--- EXTRACT TO READ ---

Earlier this week, Vegan Sista posted a short video on YouTube about a typical experience of micro-aggression in the workplace and ended by asking how other black women find balance in such situations.

As I’ve said before and I’m sure I’ll say again, the whole Strong Black Woman archetype is a myth.  It’s true that we’re often brought up to take pride in our strength and resilience in the face of adversity, but without balance, this can lead to the manifestation of complex forms of depression in black women.

This is an except from Black Pain: It Just looks Like we’re not hurting by Terrie M. Williams “African American leaders in particular face tremendous obstacles rising to the top and even greater challenges staying there….And being a Black woman, you have to fight four times harder to succeed…We are the face of the struggle and are expected to always show strength, grit, determination and confidence. Depression looks like the corporate executive who wears and airtight game face all day and collapses at home every night, so tired of acting the part that [s]he can’t enjoy h[er] own life”.

--- PROVIDED MATERIAL ---

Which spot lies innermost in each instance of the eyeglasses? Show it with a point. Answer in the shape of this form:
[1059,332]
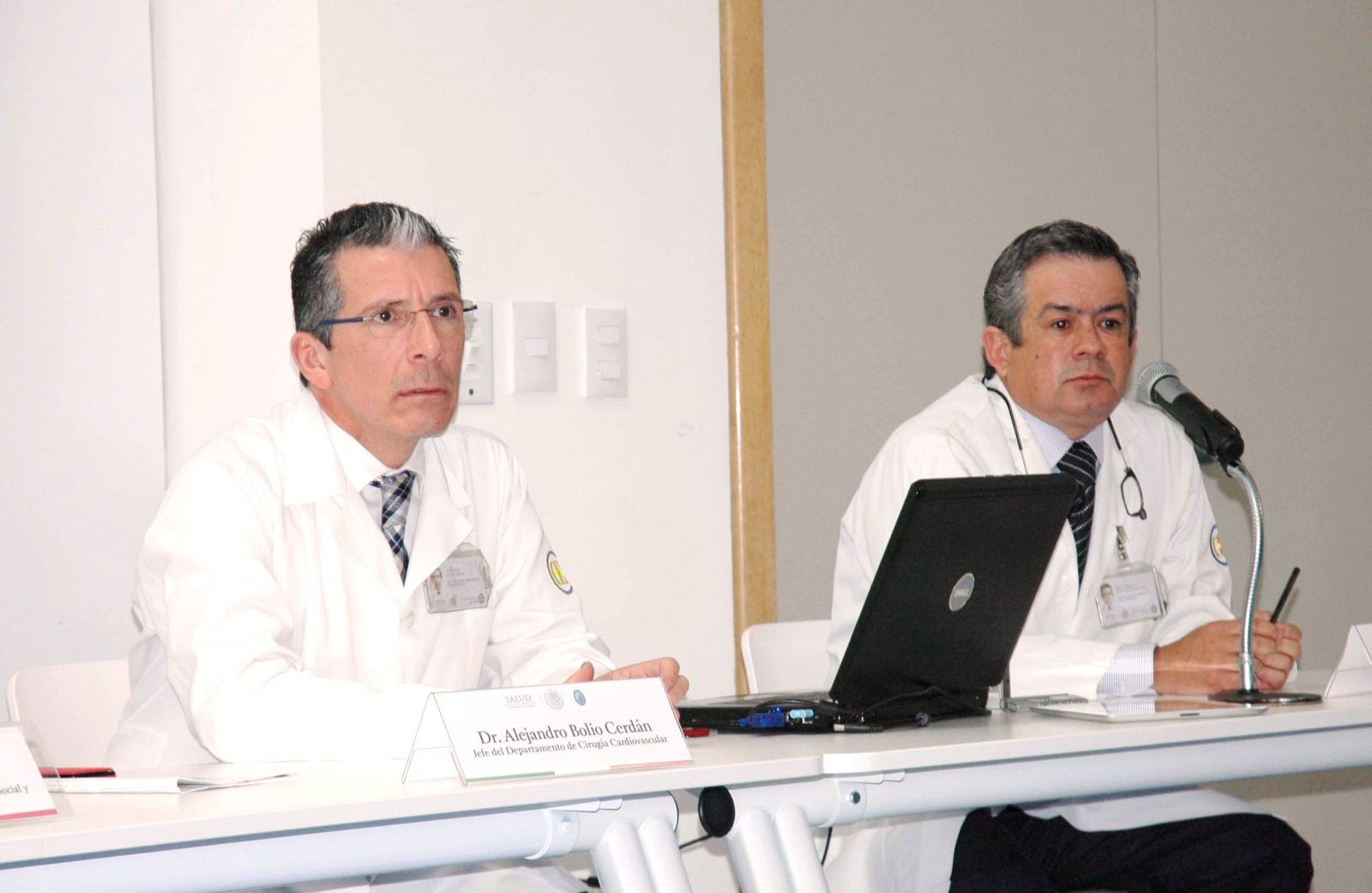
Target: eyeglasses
[446,316]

---

SET PROBLEM - In the post about the Strong Black Woman archetype, what can pride in strength and resilience lead to without balance?

TASK ANSWER - The manifestation of complex forms of depression in black women.